PROBLEM TO WORK ON: Check each line below for the word "wooden", and copy those that have it.

PROVIDED DATA:

--------------------------------------------------

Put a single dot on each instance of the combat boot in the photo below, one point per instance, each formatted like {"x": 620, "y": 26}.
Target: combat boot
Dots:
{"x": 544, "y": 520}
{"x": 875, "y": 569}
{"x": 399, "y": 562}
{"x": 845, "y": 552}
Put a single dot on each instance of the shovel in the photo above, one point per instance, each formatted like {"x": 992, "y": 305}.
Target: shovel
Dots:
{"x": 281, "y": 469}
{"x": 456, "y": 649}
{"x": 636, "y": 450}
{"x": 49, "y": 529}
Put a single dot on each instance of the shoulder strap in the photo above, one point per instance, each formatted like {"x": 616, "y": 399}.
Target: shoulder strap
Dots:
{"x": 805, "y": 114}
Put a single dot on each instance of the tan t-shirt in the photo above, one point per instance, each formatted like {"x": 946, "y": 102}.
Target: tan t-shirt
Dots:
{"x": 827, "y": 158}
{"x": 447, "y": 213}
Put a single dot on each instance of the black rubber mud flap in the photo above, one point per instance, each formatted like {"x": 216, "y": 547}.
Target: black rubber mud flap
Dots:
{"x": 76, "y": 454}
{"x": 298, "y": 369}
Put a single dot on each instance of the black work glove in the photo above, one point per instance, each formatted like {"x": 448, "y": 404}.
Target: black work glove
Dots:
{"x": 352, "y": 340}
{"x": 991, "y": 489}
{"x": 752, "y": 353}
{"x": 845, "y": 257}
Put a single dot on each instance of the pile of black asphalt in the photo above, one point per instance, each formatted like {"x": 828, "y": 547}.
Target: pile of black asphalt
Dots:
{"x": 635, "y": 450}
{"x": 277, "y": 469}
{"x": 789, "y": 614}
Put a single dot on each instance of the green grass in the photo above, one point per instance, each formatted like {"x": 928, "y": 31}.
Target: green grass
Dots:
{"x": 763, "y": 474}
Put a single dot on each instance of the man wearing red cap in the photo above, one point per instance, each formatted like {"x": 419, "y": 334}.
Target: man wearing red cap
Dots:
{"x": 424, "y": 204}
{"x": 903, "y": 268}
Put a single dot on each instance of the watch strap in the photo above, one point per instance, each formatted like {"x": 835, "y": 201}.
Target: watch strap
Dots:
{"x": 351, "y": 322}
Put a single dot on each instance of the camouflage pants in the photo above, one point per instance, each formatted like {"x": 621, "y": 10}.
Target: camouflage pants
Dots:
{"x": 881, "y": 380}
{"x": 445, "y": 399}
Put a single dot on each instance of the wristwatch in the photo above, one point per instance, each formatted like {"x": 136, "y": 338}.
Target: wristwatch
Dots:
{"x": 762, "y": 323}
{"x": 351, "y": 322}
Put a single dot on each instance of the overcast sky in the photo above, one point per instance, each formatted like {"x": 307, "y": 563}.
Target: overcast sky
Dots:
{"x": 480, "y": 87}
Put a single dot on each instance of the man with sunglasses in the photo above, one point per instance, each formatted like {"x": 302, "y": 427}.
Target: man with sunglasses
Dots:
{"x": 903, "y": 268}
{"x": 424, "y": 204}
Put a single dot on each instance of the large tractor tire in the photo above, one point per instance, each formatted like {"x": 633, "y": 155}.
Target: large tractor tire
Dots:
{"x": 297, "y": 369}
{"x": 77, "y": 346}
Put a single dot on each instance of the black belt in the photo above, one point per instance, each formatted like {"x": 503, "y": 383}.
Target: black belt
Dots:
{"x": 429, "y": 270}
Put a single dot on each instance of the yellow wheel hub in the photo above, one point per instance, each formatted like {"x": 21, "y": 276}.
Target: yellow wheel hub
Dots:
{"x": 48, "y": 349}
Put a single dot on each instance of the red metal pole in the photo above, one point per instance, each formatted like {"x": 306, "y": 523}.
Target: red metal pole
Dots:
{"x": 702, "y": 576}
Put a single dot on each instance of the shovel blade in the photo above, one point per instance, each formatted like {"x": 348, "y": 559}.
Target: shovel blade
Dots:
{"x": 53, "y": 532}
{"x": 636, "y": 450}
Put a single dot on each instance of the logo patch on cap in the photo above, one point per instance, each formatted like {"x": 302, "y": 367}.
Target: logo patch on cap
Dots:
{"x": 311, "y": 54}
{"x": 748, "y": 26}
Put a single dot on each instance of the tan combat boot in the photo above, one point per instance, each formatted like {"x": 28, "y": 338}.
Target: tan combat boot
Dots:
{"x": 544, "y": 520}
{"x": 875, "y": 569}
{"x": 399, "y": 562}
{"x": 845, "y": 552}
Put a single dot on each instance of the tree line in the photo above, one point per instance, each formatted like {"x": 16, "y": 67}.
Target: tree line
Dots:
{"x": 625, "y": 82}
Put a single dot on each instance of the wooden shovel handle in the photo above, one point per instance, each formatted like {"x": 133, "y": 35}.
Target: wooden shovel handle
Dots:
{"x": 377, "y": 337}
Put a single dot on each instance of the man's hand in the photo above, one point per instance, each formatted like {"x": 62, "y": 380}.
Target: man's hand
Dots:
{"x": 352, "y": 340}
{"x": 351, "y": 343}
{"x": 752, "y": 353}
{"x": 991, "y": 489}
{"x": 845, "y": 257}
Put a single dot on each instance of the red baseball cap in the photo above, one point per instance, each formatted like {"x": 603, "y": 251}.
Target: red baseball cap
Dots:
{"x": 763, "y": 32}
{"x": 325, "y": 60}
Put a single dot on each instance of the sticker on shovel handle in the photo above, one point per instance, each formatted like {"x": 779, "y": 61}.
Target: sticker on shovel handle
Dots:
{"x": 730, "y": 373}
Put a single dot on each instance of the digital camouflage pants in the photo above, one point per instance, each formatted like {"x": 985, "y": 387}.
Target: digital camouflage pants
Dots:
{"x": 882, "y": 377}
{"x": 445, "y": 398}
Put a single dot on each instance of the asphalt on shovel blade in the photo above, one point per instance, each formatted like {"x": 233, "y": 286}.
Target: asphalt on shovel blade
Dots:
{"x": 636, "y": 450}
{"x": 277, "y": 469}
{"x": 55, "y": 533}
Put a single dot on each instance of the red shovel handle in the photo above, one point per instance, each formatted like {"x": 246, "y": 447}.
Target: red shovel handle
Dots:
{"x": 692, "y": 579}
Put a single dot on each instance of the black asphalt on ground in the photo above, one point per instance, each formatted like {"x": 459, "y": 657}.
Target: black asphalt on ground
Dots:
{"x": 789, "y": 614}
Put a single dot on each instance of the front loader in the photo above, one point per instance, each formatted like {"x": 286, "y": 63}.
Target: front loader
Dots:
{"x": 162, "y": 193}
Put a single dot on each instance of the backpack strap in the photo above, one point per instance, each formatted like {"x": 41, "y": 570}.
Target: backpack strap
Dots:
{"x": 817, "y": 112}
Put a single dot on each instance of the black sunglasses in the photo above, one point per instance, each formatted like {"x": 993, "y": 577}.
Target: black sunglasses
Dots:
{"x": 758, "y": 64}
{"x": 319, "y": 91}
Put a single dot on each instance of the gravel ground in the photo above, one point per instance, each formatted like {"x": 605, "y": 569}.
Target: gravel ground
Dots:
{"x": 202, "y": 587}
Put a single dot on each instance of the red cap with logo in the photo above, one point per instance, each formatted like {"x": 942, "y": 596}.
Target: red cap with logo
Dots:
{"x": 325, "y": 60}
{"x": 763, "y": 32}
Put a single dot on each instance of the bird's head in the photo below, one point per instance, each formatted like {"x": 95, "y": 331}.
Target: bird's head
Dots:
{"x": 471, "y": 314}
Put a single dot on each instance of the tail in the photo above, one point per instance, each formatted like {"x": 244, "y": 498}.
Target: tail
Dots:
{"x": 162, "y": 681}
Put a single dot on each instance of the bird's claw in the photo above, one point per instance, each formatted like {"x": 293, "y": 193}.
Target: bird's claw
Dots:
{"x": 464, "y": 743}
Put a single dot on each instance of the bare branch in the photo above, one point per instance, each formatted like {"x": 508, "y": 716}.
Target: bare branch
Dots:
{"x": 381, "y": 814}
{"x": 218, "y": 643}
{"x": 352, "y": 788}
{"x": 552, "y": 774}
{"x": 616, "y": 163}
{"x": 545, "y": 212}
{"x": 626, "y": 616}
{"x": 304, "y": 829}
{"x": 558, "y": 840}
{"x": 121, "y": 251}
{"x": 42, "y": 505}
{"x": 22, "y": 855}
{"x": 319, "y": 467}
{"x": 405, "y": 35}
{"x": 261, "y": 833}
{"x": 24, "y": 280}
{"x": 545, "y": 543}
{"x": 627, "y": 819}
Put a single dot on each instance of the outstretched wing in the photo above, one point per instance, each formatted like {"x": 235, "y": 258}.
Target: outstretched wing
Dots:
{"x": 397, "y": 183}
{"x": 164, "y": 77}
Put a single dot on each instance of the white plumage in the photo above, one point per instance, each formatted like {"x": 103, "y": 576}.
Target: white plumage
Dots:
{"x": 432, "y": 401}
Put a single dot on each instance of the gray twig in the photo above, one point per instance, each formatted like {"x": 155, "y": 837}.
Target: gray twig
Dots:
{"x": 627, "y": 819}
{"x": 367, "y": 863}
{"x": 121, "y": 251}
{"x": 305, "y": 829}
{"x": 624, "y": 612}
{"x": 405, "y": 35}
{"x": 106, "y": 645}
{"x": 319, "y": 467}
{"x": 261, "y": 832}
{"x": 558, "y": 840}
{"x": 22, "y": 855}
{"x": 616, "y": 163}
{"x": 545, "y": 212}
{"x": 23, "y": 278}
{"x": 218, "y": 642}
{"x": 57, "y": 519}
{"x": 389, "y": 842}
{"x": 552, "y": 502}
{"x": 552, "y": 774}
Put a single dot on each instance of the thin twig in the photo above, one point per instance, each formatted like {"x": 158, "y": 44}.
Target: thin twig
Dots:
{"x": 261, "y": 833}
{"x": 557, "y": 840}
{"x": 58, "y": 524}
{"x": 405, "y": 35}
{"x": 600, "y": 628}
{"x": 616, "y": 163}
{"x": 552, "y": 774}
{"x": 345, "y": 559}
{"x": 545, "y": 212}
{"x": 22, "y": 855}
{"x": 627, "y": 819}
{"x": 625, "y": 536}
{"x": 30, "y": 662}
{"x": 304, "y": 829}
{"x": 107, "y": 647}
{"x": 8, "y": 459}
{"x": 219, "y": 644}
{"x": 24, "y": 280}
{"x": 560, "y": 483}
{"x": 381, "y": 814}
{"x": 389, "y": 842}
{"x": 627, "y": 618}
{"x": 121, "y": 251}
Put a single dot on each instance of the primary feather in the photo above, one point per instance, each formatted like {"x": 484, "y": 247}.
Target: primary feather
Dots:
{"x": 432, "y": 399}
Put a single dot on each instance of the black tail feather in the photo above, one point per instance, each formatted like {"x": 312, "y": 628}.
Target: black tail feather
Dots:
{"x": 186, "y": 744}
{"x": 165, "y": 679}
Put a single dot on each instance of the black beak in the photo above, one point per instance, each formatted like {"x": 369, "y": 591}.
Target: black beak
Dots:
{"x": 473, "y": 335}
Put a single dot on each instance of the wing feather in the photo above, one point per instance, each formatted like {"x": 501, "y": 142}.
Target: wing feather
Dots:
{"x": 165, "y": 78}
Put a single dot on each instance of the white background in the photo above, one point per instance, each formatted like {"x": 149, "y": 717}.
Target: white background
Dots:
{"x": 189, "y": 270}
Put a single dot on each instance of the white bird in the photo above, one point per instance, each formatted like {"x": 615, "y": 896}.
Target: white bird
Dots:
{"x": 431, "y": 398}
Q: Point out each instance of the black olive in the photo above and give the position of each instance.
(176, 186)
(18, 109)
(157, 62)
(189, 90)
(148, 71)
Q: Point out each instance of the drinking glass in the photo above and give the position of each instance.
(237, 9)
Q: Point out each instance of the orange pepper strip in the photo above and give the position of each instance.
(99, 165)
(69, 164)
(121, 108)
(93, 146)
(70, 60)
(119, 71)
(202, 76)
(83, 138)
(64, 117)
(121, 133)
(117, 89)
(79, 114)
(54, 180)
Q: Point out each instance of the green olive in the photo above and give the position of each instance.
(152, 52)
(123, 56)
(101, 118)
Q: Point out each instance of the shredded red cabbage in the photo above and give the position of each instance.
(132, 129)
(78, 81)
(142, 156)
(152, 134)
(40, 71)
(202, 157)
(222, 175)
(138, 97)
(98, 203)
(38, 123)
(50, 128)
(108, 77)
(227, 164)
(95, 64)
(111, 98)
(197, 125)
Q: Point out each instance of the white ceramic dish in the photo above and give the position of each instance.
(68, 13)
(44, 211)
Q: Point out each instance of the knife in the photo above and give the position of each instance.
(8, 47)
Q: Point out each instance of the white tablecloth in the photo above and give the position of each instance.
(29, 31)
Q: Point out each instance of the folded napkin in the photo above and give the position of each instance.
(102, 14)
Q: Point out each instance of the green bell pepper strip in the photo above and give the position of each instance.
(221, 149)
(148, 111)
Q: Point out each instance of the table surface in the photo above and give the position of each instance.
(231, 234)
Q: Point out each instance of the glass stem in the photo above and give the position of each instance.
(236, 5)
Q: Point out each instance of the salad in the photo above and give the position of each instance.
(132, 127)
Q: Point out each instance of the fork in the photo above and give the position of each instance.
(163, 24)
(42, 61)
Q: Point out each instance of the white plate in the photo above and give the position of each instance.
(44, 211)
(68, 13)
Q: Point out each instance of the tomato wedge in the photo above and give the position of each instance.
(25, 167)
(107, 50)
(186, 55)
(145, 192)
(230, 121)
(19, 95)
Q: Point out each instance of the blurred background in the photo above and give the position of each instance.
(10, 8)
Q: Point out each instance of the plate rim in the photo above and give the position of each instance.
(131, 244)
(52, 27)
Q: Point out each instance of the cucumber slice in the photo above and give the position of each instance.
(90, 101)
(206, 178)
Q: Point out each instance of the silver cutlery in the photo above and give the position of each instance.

--------------------------------------------------

SOLUTION TO THIS TASK:
Put a single dot on each instance of the wooden shovel handle in the photo above, one point per instance, each formatted like {"x": 133, "y": 35}.
Target: wooden shovel handle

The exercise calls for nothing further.